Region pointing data
——

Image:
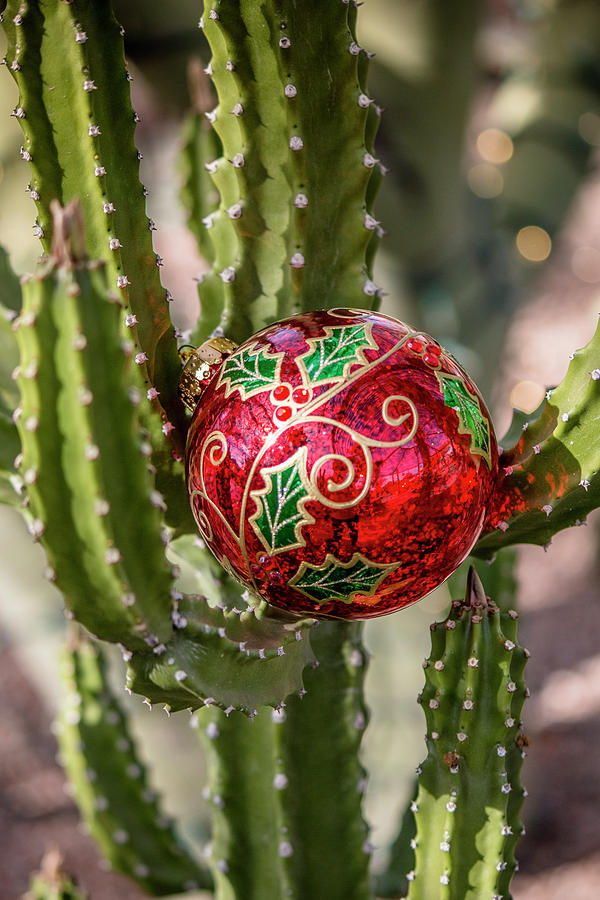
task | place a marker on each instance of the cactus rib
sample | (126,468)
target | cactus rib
(110,782)
(469,797)
(79,128)
(91,499)
(247,849)
(318,739)
(227,658)
(280,245)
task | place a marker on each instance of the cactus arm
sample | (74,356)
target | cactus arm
(551,475)
(111,784)
(10,302)
(23,24)
(278,249)
(499,577)
(90,495)
(231,659)
(76,80)
(319,737)
(52,882)
(10,286)
(200,145)
(247,846)
(467,806)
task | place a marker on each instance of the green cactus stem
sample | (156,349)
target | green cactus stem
(200,145)
(551,474)
(249,844)
(90,497)
(52,882)
(78,123)
(10,303)
(318,738)
(469,795)
(110,783)
(292,109)
(498,575)
(229,658)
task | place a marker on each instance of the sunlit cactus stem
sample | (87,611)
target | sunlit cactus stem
(466,810)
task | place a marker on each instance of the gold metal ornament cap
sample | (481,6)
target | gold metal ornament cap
(200,364)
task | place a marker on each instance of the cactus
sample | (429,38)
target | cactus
(93,419)
(110,782)
(465,813)
(551,471)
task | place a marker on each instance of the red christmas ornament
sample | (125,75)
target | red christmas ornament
(339,463)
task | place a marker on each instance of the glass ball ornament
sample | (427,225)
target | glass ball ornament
(339,463)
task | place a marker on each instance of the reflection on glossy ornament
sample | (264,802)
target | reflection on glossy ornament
(339,463)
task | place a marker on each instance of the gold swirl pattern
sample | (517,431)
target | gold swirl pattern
(215,449)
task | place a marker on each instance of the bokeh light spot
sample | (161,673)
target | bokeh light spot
(494,146)
(534,243)
(585,264)
(485,181)
(526,396)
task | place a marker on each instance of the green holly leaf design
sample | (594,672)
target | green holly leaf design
(339,581)
(330,358)
(250,371)
(470,417)
(280,512)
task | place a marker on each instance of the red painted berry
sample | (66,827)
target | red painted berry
(301,396)
(280,393)
(416,345)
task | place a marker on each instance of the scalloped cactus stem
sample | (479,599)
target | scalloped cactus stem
(469,797)
(79,141)
(110,783)
(248,847)
(318,735)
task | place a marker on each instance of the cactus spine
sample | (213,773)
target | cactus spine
(551,472)
(467,807)
(249,847)
(292,108)
(67,60)
(319,737)
(110,781)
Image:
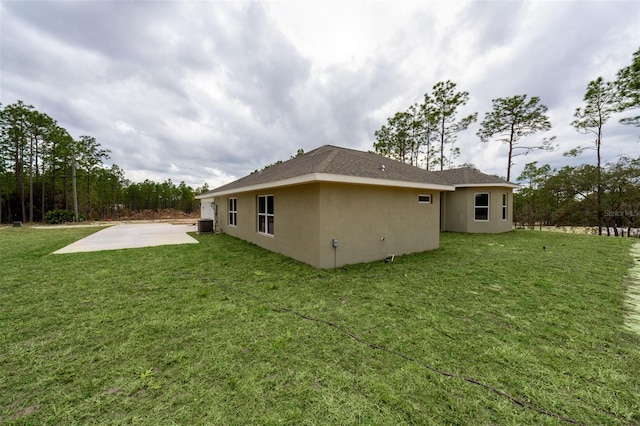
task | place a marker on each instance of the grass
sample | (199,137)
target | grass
(223,332)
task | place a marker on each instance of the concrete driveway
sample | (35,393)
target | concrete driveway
(132,236)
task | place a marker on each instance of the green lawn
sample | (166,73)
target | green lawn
(488,329)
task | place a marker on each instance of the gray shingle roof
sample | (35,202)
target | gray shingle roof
(470,176)
(333,160)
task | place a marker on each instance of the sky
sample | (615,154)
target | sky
(209,91)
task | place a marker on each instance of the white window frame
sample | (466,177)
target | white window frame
(505,202)
(233,211)
(427,201)
(476,206)
(266,215)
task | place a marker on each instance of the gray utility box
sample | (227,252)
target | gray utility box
(205,226)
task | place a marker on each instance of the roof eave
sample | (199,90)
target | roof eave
(480,185)
(328,177)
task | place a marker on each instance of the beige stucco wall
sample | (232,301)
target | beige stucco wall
(459,210)
(295,221)
(372,223)
(369,222)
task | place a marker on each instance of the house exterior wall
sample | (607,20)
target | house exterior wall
(295,221)
(369,222)
(460,210)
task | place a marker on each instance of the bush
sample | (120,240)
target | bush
(60,216)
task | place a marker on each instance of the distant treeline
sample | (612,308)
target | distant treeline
(39,161)
(569,196)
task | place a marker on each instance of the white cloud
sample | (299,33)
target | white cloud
(209,91)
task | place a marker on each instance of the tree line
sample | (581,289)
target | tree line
(44,169)
(425,134)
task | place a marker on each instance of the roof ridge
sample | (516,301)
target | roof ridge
(325,163)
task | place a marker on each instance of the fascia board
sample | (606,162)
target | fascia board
(327,177)
(485,185)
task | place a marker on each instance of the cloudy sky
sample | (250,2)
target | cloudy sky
(209,91)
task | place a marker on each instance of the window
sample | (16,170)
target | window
(233,211)
(504,206)
(265,214)
(424,199)
(481,207)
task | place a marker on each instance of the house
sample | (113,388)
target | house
(335,206)
(480,203)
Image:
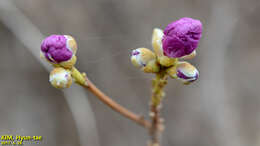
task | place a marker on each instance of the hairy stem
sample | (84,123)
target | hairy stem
(157,95)
(82,80)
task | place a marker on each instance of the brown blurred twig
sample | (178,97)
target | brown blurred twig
(108,101)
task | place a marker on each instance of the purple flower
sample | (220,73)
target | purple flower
(181,37)
(58,48)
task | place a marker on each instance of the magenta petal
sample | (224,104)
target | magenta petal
(181,37)
(54,46)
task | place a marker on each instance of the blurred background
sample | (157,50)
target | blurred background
(221,109)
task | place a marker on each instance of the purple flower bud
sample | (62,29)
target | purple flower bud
(181,37)
(58,48)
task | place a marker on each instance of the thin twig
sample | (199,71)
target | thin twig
(157,94)
(115,106)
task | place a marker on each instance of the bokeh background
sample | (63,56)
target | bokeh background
(221,109)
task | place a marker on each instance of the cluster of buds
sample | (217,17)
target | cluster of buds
(60,51)
(177,42)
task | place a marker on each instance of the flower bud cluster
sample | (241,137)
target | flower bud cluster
(177,42)
(60,51)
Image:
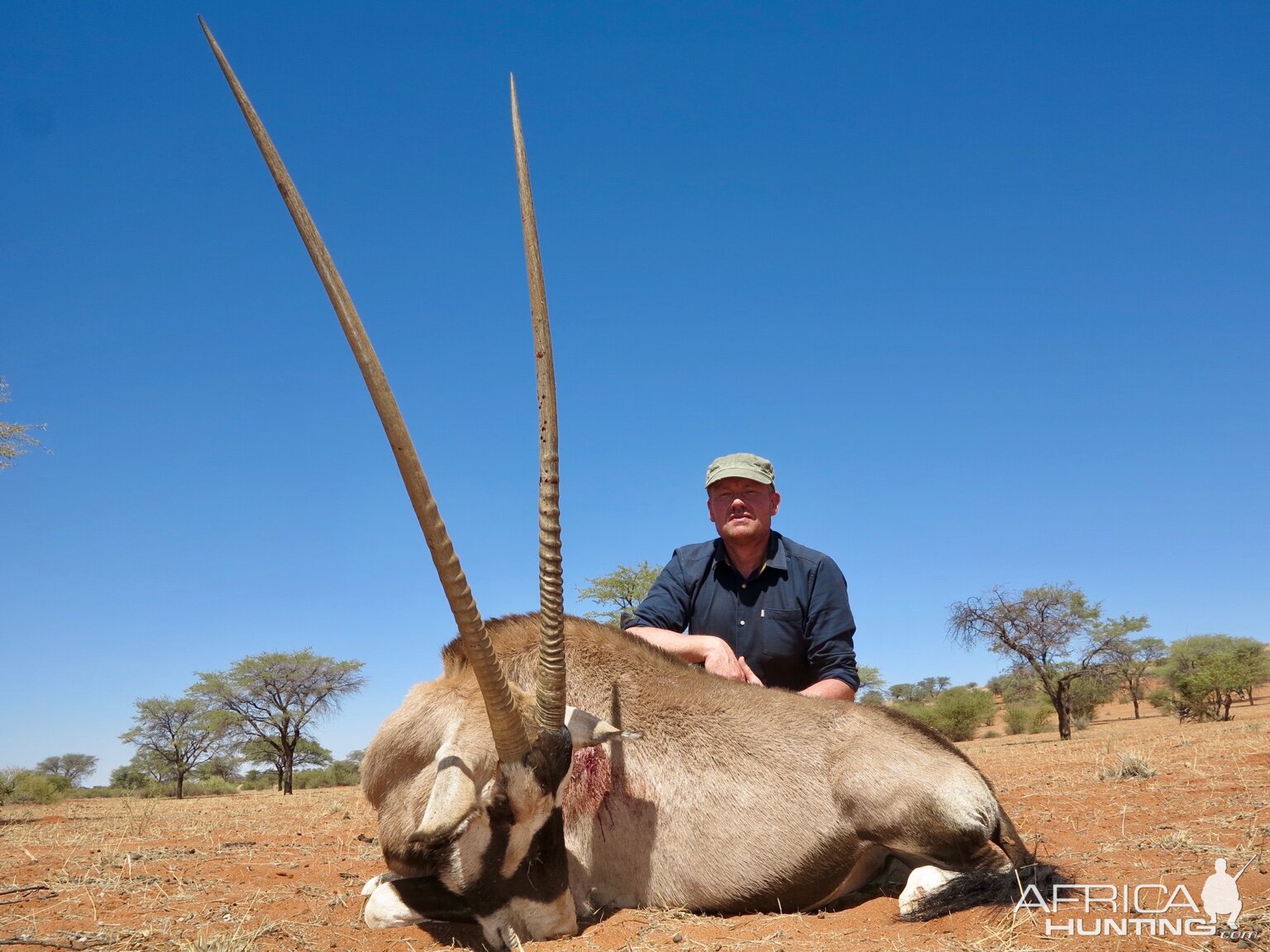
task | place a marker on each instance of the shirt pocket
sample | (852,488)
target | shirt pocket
(782,634)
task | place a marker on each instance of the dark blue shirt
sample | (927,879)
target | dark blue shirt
(790,621)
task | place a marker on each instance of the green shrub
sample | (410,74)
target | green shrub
(957,712)
(19,786)
(1026,719)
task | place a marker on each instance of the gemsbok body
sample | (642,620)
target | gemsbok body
(512,796)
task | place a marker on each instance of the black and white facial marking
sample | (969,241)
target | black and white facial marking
(509,862)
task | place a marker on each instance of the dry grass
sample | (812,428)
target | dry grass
(257,873)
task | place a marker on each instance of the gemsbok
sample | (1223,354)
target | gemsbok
(511,796)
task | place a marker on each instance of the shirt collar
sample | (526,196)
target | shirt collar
(776,556)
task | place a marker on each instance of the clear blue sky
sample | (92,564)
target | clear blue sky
(988,282)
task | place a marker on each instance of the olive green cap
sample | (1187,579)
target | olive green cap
(747,466)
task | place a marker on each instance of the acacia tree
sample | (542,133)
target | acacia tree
(1210,672)
(1132,660)
(623,589)
(308,753)
(1053,630)
(16,438)
(276,697)
(179,734)
(71,767)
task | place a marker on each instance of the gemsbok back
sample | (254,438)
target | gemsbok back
(519,800)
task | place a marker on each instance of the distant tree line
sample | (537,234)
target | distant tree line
(1064,660)
(260,711)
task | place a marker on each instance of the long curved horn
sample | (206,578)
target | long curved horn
(509,738)
(550,693)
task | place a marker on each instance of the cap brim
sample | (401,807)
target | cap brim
(744,473)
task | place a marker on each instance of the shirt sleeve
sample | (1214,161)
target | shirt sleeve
(831,627)
(666,606)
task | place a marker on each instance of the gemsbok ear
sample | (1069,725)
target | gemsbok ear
(454,797)
(585,730)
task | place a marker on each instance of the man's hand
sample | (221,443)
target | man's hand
(714,653)
(751,678)
(719,659)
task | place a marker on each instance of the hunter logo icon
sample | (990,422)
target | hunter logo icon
(1220,894)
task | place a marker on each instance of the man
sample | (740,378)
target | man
(756,606)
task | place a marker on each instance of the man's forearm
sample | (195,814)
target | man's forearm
(831,688)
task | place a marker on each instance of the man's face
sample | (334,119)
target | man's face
(742,509)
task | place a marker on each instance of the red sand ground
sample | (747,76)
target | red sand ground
(258,871)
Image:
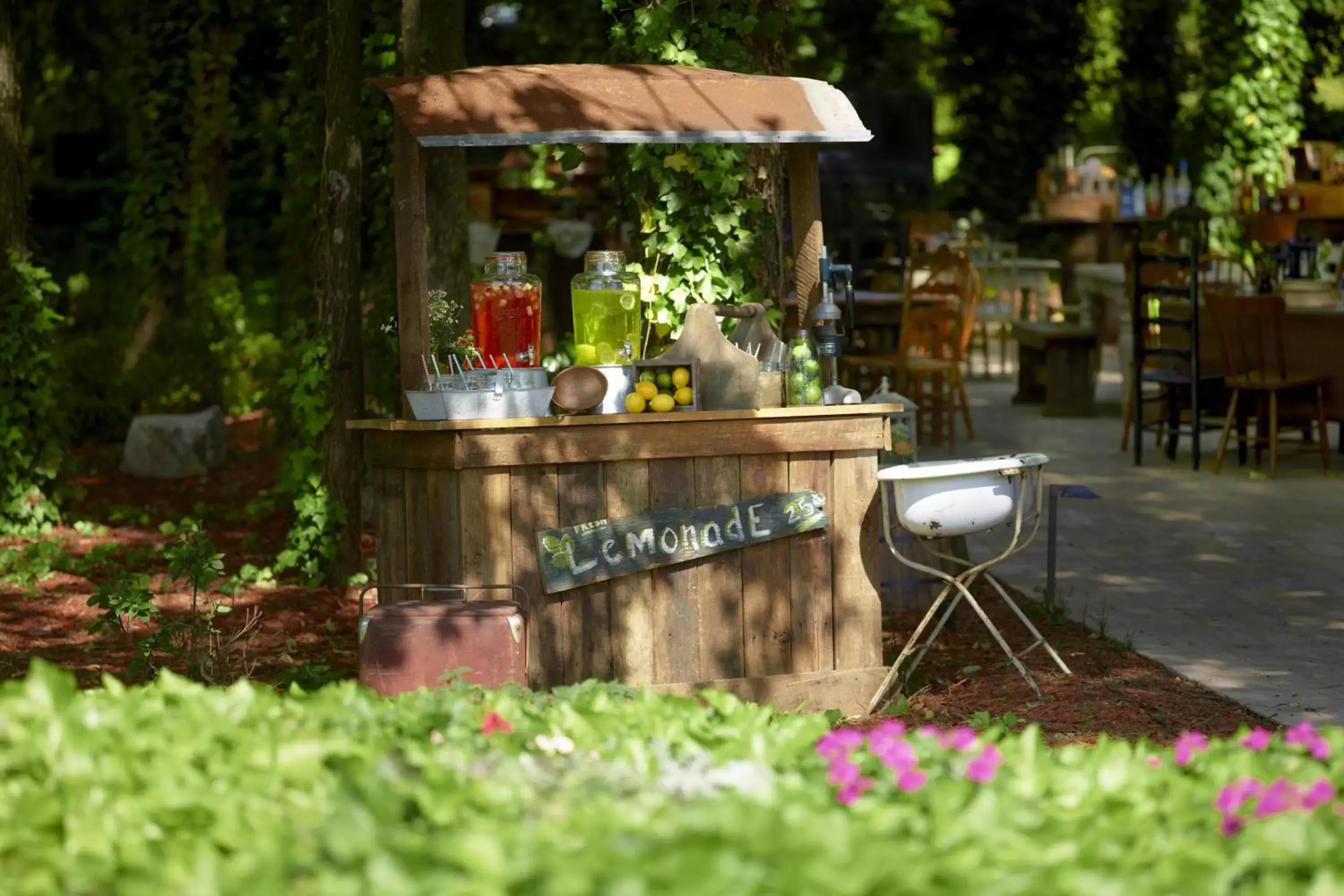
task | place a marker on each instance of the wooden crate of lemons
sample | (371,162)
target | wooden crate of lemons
(664,388)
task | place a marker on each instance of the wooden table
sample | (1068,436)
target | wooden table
(1055,367)
(789,621)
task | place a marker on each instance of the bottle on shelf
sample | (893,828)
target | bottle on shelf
(1155,197)
(1137,199)
(1170,191)
(1183,189)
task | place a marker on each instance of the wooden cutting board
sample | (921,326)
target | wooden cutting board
(728,374)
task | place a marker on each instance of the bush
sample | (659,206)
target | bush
(178,788)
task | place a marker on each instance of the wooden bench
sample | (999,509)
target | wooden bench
(1055,366)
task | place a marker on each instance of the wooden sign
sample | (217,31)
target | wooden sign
(605,550)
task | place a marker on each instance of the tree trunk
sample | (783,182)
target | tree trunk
(768,57)
(339,276)
(14,197)
(445,170)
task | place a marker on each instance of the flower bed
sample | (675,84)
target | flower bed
(177,788)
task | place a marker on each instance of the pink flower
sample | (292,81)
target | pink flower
(1257,739)
(495,723)
(839,742)
(1319,794)
(1232,797)
(986,766)
(850,793)
(959,739)
(842,771)
(897,755)
(1189,745)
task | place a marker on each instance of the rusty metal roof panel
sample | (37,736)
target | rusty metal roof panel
(589,104)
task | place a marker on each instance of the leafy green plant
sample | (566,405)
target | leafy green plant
(31,418)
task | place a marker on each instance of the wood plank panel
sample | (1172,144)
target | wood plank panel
(810,573)
(847,691)
(533,495)
(855,530)
(582,499)
(676,603)
(420,528)
(484,523)
(620,443)
(392,531)
(767,613)
(718,482)
(632,595)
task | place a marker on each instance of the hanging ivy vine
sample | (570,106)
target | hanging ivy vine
(695,218)
(31,435)
(1253,61)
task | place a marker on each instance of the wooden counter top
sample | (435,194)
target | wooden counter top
(636,420)
(624,437)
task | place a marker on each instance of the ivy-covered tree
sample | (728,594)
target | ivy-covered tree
(1253,61)
(1014,70)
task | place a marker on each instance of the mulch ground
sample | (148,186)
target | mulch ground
(314,630)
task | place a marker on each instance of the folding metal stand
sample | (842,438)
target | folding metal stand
(963,581)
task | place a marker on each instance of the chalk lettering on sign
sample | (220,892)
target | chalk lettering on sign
(711,530)
(593,552)
(757,532)
(642,542)
(734,527)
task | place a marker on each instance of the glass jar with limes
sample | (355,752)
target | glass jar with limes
(803,383)
(607,311)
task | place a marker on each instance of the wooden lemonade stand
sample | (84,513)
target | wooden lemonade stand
(777,601)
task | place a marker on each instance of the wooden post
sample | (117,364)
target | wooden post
(412,258)
(806,214)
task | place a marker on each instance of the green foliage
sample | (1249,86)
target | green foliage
(600,789)
(1248,111)
(311,543)
(697,217)
(31,420)
(1014,70)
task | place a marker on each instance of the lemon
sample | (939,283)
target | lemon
(662,404)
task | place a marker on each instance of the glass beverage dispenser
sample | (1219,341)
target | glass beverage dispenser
(507,312)
(607,311)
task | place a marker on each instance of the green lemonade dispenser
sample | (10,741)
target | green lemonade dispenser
(607,311)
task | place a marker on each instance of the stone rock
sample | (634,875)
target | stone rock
(171,447)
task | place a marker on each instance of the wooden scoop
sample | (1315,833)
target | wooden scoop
(578,390)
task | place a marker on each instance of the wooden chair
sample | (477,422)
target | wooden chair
(1254,365)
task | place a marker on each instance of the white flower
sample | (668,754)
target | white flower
(558,745)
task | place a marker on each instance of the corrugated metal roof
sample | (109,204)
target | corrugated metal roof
(518,105)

——

Task to complete:
Transcribe the records above from the line holding "the wooden cutting board" down to the line holding "sample | (37,736)", inclusive, without adding anything.

Answer below:
task | place a marker on each instance of the wooden cutting board
sample | (921,326)
target | wooden cutting board
(728,374)
task | place a marker on each instance of the bush
sample | (659,206)
target | bush
(178,788)
task | place a marker on each instance of the wooden bench
sample | (999,509)
target | wooden bench
(1055,366)
task | place a marker on each instance of the wooden sign
sample | (217,31)
target | wooden sign
(605,550)
task | place a marker on each instance of the tree trunk
sample | (783,182)
target | tree trunk
(768,57)
(339,276)
(14,197)
(445,170)
task | place a marker on each instance of the flower bed
sample | (675,84)
target | flower bed
(177,788)
task | place a marker on each instance of the pink flower
sample | (292,81)
target | pink flower
(1257,739)
(495,723)
(839,742)
(1319,794)
(1232,797)
(986,766)
(850,793)
(959,739)
(842,771)
(897,755)
(1189,745)
task | place a marker on each instance of the rusty metal roof panel
sample | (37,736)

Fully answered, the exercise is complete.